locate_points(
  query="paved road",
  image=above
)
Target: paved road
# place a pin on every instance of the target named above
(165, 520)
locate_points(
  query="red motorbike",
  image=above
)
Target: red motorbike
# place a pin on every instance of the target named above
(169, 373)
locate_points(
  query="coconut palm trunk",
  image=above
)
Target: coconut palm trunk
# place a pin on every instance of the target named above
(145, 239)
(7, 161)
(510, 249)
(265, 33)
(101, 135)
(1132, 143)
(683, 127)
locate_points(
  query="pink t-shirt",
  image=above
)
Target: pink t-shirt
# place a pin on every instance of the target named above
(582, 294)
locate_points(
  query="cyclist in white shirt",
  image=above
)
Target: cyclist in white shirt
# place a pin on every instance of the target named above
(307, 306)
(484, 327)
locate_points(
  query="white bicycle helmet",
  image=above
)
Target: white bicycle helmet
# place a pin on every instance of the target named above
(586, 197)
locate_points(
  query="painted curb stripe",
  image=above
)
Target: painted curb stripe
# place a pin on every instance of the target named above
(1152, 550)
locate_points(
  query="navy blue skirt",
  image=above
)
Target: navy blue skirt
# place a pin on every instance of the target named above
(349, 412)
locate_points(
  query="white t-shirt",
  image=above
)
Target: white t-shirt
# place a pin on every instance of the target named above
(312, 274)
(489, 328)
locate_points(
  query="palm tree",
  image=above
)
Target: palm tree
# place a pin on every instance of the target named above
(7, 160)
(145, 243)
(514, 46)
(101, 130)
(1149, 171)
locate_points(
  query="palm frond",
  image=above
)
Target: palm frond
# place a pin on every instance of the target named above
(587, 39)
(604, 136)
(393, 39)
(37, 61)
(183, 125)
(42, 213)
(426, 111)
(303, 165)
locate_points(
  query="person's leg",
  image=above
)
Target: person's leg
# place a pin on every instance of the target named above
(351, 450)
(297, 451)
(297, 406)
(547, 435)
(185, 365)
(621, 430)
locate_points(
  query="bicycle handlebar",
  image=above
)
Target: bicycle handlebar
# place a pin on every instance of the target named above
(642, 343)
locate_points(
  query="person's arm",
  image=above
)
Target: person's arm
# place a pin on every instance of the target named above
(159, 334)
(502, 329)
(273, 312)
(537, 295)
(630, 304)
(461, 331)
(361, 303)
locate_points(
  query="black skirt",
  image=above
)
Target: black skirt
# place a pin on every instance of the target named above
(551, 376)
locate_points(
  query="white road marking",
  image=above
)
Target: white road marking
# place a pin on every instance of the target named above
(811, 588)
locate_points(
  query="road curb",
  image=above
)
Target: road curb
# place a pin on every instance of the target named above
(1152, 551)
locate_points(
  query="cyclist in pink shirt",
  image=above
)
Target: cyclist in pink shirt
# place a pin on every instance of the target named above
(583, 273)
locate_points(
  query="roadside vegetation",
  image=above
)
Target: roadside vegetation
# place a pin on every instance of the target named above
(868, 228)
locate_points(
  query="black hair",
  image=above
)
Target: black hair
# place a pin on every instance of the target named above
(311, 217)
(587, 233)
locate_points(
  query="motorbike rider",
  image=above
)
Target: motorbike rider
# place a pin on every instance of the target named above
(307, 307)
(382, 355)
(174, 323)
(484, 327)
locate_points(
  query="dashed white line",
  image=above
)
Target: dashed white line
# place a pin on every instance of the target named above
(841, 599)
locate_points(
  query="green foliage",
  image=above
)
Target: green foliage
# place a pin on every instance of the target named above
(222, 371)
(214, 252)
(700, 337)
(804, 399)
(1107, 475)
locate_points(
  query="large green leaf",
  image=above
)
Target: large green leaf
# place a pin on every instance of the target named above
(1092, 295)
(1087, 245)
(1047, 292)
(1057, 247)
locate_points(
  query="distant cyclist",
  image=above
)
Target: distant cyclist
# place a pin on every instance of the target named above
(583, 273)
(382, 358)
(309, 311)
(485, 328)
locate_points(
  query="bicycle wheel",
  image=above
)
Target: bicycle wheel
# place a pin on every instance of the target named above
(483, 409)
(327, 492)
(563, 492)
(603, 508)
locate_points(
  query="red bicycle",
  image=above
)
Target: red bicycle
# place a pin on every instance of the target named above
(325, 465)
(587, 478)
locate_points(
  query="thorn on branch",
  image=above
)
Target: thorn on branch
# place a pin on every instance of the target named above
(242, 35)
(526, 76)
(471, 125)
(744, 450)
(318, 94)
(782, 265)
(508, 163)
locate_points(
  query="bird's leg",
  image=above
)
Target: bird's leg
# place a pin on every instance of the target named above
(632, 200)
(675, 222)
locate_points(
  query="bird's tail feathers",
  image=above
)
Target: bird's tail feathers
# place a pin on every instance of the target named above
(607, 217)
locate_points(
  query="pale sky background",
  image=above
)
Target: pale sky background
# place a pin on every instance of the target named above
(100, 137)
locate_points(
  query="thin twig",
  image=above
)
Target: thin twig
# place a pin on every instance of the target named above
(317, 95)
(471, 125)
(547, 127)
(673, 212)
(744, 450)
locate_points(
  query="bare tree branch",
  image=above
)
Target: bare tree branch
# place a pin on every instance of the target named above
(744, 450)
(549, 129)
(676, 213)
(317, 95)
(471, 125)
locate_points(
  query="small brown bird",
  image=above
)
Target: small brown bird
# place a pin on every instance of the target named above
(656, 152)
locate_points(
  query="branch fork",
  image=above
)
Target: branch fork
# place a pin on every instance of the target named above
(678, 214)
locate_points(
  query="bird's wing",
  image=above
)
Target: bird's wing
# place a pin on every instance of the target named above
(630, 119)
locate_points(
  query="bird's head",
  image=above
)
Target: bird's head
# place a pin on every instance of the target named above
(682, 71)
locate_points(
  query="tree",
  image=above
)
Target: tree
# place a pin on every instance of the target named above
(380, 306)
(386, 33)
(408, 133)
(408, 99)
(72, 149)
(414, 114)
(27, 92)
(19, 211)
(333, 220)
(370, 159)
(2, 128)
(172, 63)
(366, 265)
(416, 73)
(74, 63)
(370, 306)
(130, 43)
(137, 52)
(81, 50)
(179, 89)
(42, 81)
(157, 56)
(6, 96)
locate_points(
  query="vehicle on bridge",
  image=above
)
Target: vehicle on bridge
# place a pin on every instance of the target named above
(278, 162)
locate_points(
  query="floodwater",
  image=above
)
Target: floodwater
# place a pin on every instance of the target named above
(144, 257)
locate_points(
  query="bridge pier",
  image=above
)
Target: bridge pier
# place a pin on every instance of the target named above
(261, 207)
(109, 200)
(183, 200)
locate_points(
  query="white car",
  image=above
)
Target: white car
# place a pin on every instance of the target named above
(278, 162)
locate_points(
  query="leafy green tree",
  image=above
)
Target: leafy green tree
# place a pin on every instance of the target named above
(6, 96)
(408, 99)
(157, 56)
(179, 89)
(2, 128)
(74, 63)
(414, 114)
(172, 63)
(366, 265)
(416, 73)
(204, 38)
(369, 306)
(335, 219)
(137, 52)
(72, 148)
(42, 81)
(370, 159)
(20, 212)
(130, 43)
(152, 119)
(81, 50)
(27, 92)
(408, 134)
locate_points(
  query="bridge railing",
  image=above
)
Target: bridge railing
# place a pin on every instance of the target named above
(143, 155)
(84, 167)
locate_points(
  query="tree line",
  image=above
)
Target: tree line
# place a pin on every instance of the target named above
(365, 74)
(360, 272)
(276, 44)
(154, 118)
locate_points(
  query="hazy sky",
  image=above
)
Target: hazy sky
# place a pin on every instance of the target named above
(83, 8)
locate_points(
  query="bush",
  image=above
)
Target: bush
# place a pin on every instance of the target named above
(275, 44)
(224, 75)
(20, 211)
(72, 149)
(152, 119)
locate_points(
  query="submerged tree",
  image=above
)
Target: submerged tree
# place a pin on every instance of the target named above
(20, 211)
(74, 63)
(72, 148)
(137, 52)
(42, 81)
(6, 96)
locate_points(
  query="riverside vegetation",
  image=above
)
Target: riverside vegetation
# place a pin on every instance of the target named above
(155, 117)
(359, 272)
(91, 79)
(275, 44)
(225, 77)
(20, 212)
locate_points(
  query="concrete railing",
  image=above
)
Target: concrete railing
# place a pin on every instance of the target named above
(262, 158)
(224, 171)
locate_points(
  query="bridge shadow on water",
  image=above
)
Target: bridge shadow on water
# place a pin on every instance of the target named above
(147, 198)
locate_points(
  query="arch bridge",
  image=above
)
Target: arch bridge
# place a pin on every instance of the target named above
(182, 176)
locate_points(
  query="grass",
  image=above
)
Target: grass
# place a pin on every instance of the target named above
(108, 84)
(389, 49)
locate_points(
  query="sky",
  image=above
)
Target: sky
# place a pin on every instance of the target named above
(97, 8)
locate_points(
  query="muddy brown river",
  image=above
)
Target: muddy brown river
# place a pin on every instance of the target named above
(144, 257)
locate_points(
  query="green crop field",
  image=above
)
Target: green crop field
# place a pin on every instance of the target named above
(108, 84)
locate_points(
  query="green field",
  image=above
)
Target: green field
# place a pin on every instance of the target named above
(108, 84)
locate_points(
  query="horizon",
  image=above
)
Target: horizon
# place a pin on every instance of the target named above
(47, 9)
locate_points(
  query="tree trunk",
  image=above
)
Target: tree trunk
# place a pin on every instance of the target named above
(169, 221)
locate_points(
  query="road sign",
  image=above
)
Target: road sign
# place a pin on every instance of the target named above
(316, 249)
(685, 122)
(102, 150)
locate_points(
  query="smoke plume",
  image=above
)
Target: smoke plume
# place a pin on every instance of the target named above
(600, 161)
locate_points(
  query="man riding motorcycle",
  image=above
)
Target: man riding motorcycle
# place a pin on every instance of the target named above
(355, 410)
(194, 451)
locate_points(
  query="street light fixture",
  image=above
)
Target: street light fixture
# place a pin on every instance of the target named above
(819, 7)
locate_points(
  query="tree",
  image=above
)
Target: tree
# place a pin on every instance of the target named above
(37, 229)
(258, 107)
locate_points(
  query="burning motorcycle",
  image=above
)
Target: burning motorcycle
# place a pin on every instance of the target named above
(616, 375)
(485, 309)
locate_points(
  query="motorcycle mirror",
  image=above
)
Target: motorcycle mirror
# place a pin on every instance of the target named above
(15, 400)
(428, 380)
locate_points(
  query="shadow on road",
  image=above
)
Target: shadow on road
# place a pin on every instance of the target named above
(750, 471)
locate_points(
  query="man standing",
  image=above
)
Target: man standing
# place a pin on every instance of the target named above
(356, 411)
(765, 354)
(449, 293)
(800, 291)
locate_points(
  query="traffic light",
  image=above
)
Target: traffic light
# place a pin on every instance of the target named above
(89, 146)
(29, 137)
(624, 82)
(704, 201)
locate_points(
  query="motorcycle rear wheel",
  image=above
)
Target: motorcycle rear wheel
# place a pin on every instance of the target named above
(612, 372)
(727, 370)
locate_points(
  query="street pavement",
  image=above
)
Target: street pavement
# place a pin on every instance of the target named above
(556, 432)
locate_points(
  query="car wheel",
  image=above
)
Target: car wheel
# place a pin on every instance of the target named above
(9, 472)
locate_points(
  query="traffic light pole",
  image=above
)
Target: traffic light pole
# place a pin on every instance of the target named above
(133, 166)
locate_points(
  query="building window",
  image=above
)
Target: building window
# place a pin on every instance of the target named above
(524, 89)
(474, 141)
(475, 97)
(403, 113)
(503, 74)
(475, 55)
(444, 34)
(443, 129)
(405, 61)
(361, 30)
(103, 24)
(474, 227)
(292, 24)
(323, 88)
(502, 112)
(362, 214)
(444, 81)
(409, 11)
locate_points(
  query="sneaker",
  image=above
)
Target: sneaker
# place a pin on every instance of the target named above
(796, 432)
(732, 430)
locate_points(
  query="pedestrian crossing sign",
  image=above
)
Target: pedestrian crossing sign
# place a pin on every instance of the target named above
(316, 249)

☆ ☆ ☆ ☆

*What you need to do:*
Gather every line of the records above that contains the word "concrete", and treat uppercase and lowercase as different.

*Solution for this task:*
  query="concrete railing",
Target: concrete railing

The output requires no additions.